The Downside of Hope

 

“There’s a hope in hopeless, so things are looking up.”

Whitehorse, Trophy Wife

 

 

Western culture values hope.

In The Divine Comedy, fourteenth-century Italian poet Dante Alighieri inscribed above the gates of hell, “Abandon all hope, ye who enter here.” Once in hell, there’s no escape from eternal torture, no hope of heaven.

So hope seems like an obvious good.

And maybe you’ve used the word hope a lot in 2020. I hope things go back to normal. I hope there’s a vaccine soon. I hope . . . there’s a lot we could fill in after that word “hope” given the challenges of the last year.

However, in her book When Things Fall Apart (a great read for 2020), Buddhist nun Pema Chodron points to the downside of hope. She writes, “Hope and fear is a feeling with two sides. As long as there’s one, there’s always the other . . . Hope and fear come from feeling that we lack something; they come from a sense of poverty” (88).

═══

## BRIEF
Can you rewrite the essay on hope, everything from "In The Divine" down to "the last year.", swapping "eternal torture" for "endless torment"?

Data records:

═══

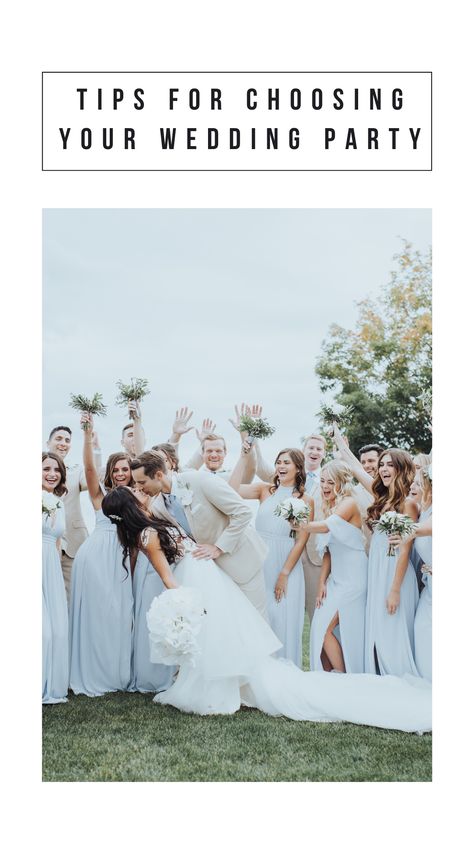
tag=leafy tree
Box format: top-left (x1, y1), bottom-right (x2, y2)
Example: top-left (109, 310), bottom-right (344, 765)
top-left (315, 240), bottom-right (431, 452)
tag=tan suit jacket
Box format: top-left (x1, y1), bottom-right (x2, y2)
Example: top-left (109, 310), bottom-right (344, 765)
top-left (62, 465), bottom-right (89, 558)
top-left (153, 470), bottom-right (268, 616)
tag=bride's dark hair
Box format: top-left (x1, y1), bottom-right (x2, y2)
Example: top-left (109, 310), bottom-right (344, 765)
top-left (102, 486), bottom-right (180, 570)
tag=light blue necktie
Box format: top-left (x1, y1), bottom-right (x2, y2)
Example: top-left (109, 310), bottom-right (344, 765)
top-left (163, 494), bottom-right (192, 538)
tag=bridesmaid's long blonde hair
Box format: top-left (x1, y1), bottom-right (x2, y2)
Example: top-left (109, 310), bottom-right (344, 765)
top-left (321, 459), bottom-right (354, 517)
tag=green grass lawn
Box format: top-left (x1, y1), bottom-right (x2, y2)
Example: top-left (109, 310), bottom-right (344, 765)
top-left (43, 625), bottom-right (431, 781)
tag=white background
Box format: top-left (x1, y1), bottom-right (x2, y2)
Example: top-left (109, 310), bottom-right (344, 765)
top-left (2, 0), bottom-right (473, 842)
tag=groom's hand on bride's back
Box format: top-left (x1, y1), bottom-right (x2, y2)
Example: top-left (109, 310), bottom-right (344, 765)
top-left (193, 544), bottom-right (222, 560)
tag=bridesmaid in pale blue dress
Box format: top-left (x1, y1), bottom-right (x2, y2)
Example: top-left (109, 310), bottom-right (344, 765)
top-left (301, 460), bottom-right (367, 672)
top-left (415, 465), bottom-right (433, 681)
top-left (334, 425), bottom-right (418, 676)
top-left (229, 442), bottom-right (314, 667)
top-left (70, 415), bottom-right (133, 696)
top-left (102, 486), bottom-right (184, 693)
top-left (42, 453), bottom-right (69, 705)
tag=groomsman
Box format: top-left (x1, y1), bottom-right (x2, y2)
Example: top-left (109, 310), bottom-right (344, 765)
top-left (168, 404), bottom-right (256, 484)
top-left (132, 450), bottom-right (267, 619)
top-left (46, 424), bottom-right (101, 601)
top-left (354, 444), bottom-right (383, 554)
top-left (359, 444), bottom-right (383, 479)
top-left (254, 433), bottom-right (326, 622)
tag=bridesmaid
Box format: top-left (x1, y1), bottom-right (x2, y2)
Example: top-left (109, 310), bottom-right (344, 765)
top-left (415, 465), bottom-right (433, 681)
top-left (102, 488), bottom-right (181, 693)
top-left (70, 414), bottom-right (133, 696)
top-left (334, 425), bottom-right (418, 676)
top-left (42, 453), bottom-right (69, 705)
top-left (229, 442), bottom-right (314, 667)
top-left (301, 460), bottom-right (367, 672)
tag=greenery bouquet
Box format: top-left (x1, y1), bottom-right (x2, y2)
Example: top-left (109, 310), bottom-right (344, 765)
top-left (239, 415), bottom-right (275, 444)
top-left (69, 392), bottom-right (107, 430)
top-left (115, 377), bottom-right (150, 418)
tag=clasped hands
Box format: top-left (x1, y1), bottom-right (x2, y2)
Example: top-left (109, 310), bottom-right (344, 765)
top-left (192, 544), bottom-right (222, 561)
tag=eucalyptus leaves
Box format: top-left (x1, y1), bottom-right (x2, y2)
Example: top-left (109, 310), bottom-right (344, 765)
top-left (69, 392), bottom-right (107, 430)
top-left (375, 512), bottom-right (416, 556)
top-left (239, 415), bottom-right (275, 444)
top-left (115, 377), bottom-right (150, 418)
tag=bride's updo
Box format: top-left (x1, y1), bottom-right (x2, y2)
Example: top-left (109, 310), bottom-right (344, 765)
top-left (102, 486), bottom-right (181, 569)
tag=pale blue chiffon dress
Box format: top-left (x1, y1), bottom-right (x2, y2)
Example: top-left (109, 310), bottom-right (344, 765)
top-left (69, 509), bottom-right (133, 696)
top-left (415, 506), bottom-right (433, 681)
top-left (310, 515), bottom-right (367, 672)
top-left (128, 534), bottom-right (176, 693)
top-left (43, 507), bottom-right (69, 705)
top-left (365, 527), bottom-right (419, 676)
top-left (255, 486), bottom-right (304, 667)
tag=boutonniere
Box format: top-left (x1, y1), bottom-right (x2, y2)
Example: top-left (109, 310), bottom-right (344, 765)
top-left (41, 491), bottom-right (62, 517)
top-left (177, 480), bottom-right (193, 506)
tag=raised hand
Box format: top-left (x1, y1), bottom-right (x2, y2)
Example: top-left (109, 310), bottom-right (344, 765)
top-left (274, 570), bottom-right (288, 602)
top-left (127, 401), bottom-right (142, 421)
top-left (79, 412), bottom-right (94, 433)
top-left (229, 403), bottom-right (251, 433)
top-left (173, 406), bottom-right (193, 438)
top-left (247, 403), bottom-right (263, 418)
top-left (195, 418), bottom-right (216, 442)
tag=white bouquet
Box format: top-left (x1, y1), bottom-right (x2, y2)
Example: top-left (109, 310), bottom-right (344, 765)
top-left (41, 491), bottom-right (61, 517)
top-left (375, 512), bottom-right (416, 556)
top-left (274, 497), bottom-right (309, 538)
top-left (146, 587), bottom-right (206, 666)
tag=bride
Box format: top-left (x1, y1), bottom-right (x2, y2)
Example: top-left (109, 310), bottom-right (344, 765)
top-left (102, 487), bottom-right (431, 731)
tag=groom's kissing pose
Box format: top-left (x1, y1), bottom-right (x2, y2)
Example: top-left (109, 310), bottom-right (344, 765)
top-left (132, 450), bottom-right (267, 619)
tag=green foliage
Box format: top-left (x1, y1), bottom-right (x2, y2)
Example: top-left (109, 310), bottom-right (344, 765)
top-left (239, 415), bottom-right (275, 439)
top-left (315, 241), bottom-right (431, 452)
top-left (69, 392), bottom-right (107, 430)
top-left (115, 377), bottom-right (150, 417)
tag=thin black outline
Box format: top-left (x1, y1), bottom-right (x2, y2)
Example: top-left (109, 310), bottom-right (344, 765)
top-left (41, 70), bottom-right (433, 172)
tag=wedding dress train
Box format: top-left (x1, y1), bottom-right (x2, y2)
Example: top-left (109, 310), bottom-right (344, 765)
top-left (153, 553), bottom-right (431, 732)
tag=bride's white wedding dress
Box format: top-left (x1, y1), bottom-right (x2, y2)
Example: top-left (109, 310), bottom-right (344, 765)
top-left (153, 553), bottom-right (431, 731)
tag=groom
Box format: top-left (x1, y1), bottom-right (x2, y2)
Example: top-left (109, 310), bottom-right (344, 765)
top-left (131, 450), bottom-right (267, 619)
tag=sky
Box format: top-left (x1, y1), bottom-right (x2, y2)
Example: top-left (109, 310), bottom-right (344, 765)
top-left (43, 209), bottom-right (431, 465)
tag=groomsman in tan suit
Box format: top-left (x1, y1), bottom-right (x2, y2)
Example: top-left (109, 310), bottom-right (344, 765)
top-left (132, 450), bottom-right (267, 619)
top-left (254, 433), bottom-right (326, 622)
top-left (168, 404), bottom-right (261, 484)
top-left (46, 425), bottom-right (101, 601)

═══

## REPLY TO THE TASK
In The Divine Comedy, fourteenth-century Italian poet Dante Alighieri inscribed above the gates of hell, “Abandon all hope, ye who enter here.” Once in hell, there’s no escape from endless torment, no hope of heaven.

So hope seems like an obvious good.

And maybe you’ve used the word hope a lot in 2020. I hope things go back to normal. I hope there’s a vaccine soon. I hope . . . there’s a lot we could fill in after that word “hope” given the challenges of the last year.